▶ _GOAL 1_
In the article on Cameron and Yemen, for how long has Yemen withstood the assault of several regional powers?
▶ _GOAL 2_
From the article on Cameron and Yemen, copy word for word the stretch from "While I will" through "account of faith.".
▶ _GOAL 3_
Write what comes next in the article on Cameron and Yemen, starting after its last sentence.

▶ _TEXT PASSAGE_
UK's Cameron covertly helping House of Saud’s military offensive in Yemen

UK's Cameron covertly helping House of Saud’s military offensive in Yemen

Britain’s veneer is cracking. If ever anyone was left to believe that London still stands for all things fair and democratic, PM David Cameron’s love affair with al-Saud should have long dissolved any such naivety.

An oligarchy in civil clothing, Britain’s inner political nature came out to play. Powered by Saudi billions, the UK has become a war enabler, a mercenary army and somewhat of a military proxy sold to the will of al-Saud absolute monarchy.

A self-proclaimed advocate for civil liberties and human rights, PM Cameron has had no qualms in backing, propping and powering Saudi Arabia’s illegal war in Yemen, on account London and Riyadh have entertained a long-standing friendship, sealed in multi-billions military contracts.

But if Britain Establishment thought itself clever in Yemen – acting not on the military front, but the covert power behind al-Saud war machine, the little jest was outed by the press this January, as claims surfaced Cameron could indeed be breaking international law, notwithstanding common decency.

Ever the loyal friend and ally, Britain offered Saudi Arabia both its military expertise and technology, to secure Riyadh’s victory against impoverished Yemen: this one nation in Southern Arabia which for the past 10 months has withstood the assault of several regional powers: Saudi Arabia, Egypt, the UAE, Kuwait, Sudan, Qatar, Bahrain… the list goes on!

The most unreported conflict of the past decade, Yemen’s war remains nevertheless profoundly illegal and amoral – an imperial effort spent towards the political enslavement of a nation by Wahhabi Saudi Arabia: the fountainhead of all things radical.

While I will admit that politics might require for certain sacrifices to be made as far as moral and ethics are concerned - it would be foolish and dangerously naïve to believe otherwise - there are lines which should never be crossed: i.e. the engineered genocide of a people on account of faith.

It was ISIL, I believe, which made its agenda against Muslims extensively clear this month when it published in its magazine a painfully long essay on those factions within Islam which Wahhabism considers a waste of space – mainly all. And since Wahhabism is the faith professed by Riyadh, the only faith worth having if one wishes to keep one’s head on one’s shoulder, it can therefore be assumed that Yemen is actually serving as a eugenicist blueprint, the institutionalization of terror by a state.

▶ _ROWS_
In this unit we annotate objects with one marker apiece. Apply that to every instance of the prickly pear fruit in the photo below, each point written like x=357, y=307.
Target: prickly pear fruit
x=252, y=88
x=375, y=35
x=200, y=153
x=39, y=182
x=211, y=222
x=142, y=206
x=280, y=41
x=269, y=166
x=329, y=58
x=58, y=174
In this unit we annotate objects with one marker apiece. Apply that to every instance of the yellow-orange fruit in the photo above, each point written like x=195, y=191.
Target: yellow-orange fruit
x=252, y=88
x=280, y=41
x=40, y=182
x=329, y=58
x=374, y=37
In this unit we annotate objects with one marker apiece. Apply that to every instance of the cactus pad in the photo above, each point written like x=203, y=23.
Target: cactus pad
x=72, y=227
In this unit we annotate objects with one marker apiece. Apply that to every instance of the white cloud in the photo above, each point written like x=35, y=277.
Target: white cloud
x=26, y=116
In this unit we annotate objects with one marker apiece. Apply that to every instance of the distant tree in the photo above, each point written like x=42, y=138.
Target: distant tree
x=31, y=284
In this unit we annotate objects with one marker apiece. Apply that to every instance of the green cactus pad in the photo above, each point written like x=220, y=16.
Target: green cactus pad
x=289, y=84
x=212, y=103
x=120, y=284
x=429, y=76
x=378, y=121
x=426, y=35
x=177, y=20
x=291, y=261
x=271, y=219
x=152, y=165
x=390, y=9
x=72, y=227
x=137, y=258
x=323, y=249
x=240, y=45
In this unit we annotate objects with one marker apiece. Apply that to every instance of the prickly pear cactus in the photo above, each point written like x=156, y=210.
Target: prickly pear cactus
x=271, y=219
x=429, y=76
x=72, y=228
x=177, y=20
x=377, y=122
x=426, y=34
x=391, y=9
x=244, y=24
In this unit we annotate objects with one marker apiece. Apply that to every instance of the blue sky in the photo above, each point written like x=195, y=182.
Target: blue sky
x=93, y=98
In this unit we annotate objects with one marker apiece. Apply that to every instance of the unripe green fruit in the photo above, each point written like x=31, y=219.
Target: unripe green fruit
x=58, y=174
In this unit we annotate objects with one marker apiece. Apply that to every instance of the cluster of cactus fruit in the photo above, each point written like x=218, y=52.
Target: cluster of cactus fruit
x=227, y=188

▶ _FINAL RESULT 1_
For the past 10 months.

▶ _FINAL RESULT 2_
While I will admit that politics might require for certain sacrifices to be made as far as moral and ethics are concerned - it would be foolish and dangerously naïve to believe otherwise - there are lines which should never be crossed: i.e. the engineered genocide of a people on account of faith.

▶ _FINAL RESULT 3_
Thank you, Britain, for being instrumental in Saudi Arabia’s religious cleansing!

Newly-published Department for Business, Innovation & Skills figures show that in the third quarter of last year, the UK granted over £1bn worth of arms export licenses for Saudi Arabia, despite overwhelming evidence of massive human rights violations committed by the Saudi-led coalition in its aerial bombing campaign in Yemen. During this period the UK granted 49 export licenses to the kingdom, amounting to a whopping £1.08 bln. If that’s not war profiteering I don’t know what is.

But the crazy train does not stop here. Britain did much more than just arm the kingdom against Yemen; it offered its war expertise and even sent its officers to sit in Riyadh’s war rooms.

So much for the grandiloquent and impassioned speech Cameron delivered to the European Court of Human Rights on January, 25, 2012. “Human rights is a cause that runs deep in the British heart and long in British history. (Britain is) Driven by a belief in fundamental human rights and a passion to advance them,” he declared.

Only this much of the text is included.